start RECORD LIST

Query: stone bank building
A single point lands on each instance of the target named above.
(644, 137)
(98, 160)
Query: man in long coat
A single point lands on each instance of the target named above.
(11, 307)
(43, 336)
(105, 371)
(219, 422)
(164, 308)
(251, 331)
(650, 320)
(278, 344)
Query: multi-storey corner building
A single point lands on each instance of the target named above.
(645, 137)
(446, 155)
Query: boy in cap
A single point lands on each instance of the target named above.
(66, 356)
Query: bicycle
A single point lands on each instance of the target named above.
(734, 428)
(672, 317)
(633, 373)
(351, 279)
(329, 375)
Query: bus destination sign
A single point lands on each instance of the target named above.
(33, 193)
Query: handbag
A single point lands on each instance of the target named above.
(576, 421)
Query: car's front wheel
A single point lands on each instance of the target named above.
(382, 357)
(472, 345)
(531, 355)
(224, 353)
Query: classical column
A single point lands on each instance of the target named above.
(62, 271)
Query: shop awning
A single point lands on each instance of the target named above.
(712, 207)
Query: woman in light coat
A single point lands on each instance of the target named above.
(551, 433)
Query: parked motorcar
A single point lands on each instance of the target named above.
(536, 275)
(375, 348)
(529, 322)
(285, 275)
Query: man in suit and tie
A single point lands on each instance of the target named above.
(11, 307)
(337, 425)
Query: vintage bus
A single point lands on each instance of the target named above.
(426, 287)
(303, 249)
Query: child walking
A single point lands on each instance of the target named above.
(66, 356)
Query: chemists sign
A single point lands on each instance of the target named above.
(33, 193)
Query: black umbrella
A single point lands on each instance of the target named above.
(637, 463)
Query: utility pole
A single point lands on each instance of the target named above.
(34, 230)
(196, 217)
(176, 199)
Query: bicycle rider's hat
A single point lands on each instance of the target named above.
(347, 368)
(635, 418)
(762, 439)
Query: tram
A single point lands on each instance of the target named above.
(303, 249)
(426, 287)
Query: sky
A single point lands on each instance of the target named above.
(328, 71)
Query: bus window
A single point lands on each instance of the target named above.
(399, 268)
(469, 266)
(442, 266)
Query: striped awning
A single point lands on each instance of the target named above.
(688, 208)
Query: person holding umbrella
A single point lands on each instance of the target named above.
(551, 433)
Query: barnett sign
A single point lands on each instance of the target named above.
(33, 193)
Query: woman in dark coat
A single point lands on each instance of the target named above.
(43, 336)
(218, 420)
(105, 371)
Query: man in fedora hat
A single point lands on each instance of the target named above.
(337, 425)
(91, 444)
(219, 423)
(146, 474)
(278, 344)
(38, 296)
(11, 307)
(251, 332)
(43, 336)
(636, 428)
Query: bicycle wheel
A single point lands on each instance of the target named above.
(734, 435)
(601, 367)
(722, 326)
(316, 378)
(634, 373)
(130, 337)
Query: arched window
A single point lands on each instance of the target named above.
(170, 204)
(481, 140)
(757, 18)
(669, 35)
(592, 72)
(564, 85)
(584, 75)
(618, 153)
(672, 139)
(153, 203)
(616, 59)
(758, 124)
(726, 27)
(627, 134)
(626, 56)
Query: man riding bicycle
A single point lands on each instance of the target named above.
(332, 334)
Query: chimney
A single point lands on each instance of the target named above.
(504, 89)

end RECORD LIST

WHAT IS REQUIRED:
Switch "arched window" to "rounded window" in the part of the data that opens with the line containing "Query: tram" and runs through the end of the data. Give back only that part, with every other word unchanged.

EXERCISE SOLUTION:
Query: tram
A single point lands on each instance of the target named above.
(303, 249)
(426, 287)
Query: sky
A single point lands on each instance of the target named above.
(328, 71)
Query: bus window
A single point lands on each instance of the target named above.
(399, 268)
(469, 266)
(442, 266)
Query: striped awning
A single point lands on each instance of the target named above.
(688, 208)
Query: person holding umbrella
A single point lands on each instance of the target named above.
(551, 433)
Query: barnett sign
A single point lands on each instance of the target named above.
(33, 193)
Query: woman in dark coat
A single point lands on each instance of the target named above.
(43, 336)
(218, 420)
(105, 371)
Query: man in fedora hat
A single point lands on each instance of the target named above.
(337, 425)
(91, 444)
(219, 423)
(146, 474)
(278, 344)
(38, 296)
(11, 307)
(251, 332)
(43, 336)
(636, 428)
Query: bicycle wheel
A single point lands on each instance of the target named above.
(734, 435)
(601, 367)
(722, 326)
(316, 378)
(634, 373)
(130, 337)
Query: rounded window
A single point lands on each instance of the target named above.
(170, 204)
(481, 140)
(757, 18)
(669, 35)
(592, 72)
(564, 85)
(584, 75)
(618, 153)
(672, 139)
(153, 203)
(616, 59)
(758, 124)
(726, 27)
(627, 134)
(626, 56)
Query: man riding bicycle
A single point lands on each instance of the target named above.
(332, 334)
Query: chimney
A single point lands on each instance of the target named above.
(504, 89)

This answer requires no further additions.